• **TASK REQUIREMENTS**
Please write out the records again, starting with the line that contains "Expected: one point per instance of the white door, reported" and going on through the line that contains "Expected: one point per instance of the red door, reported", with both of those lines included and nothing else. Keep every line as it is, except raise each number in the pixel coordinates by 146.

══ PROVIDED ENTRIES

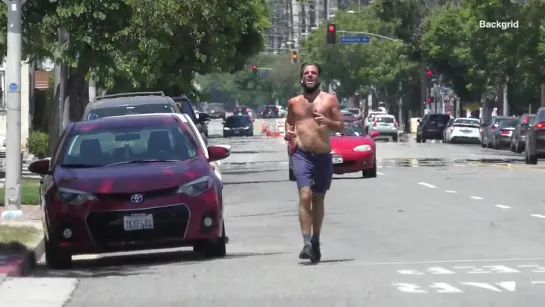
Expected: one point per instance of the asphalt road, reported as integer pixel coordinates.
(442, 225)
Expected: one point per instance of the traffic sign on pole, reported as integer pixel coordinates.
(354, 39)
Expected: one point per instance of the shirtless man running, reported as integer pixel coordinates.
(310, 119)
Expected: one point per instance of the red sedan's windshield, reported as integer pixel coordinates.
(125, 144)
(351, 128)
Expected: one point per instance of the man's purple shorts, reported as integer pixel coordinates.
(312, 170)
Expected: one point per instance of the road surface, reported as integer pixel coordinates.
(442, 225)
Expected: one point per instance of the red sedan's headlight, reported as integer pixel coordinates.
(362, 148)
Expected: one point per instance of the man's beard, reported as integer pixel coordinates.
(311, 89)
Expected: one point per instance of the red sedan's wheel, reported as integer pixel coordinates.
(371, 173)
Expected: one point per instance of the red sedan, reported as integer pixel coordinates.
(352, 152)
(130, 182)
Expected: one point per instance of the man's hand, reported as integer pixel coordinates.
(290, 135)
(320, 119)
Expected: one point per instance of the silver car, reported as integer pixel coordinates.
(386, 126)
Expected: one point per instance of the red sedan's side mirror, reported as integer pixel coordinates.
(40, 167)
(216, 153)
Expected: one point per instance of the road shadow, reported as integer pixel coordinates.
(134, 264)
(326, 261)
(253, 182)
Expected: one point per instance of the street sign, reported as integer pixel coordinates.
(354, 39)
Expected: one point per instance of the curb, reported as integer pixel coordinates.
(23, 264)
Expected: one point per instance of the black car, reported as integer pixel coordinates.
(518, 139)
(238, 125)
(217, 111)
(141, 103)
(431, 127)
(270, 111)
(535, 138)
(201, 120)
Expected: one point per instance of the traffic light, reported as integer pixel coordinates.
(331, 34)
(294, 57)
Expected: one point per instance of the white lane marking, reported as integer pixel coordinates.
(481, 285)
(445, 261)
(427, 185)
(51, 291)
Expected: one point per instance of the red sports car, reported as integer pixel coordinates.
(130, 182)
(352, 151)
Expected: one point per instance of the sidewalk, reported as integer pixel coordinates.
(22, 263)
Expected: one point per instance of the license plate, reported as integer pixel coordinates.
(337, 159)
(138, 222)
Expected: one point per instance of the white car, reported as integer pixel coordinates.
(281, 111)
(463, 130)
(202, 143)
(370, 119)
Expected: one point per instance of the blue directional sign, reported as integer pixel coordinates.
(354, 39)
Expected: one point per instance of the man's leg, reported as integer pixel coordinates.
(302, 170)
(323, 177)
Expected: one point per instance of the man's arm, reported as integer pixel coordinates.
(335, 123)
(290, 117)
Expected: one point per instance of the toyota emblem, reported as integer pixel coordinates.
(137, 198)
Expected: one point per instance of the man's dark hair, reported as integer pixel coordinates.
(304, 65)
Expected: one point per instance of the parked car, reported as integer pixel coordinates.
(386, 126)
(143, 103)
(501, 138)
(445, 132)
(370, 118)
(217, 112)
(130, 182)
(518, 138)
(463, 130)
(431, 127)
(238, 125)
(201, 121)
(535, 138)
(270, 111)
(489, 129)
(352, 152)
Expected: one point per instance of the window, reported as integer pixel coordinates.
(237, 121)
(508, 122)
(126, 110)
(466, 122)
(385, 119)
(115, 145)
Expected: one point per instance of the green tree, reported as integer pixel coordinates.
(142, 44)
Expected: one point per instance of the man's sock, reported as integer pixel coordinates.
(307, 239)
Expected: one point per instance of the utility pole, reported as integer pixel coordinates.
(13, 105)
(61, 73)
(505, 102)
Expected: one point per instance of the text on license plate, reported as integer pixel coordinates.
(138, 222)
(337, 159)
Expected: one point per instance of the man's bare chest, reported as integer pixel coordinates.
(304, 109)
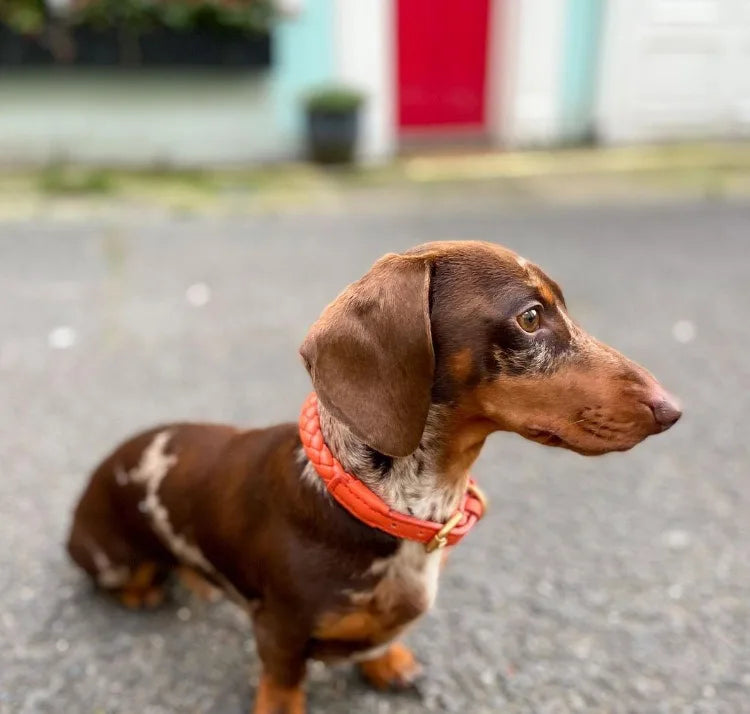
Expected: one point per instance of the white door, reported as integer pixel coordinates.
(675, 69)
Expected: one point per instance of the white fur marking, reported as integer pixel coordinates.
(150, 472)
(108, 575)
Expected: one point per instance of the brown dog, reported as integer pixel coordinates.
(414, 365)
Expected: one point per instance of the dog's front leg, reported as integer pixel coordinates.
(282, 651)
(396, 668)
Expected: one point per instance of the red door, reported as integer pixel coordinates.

════
══ PROVIDED ENTRIES

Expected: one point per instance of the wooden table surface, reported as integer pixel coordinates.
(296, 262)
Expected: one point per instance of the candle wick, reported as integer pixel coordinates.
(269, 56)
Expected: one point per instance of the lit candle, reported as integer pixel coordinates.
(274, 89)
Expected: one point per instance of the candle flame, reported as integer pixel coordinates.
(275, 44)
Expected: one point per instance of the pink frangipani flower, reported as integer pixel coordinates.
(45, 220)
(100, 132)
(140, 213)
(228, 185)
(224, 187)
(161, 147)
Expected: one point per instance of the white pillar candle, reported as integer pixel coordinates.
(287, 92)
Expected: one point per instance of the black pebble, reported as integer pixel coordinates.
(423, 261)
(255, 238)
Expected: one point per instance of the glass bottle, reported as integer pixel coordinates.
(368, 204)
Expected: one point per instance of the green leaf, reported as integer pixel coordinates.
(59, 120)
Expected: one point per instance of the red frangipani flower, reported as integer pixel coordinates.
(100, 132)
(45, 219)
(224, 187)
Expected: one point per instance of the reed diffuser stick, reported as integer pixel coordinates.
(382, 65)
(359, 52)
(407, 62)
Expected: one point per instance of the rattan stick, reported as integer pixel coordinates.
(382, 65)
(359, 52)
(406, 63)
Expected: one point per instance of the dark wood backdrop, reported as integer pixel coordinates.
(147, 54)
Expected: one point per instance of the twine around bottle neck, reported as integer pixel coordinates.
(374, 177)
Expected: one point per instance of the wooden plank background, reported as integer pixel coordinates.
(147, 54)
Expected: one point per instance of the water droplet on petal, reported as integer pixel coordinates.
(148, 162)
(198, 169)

════

• **RIGHT ANSWER**
Expected: one point per instance of the white door, reported as integer pixel coordinates.
(821, 215)
Expected: one point per instance of the white fur marking, reported as integer pixel coordinates.
(296, 618)
(254, 721)
Expected: one point per instance of the brown dog, reported as integer pixel coordinates.
(560, 511)
Expected: one point per instance of the dog's front leg, reported as integer pixel coordinates.
(428, 797)
(542, 814)
Expected: one point per instance of the red door, reported as integer pixel coordinates.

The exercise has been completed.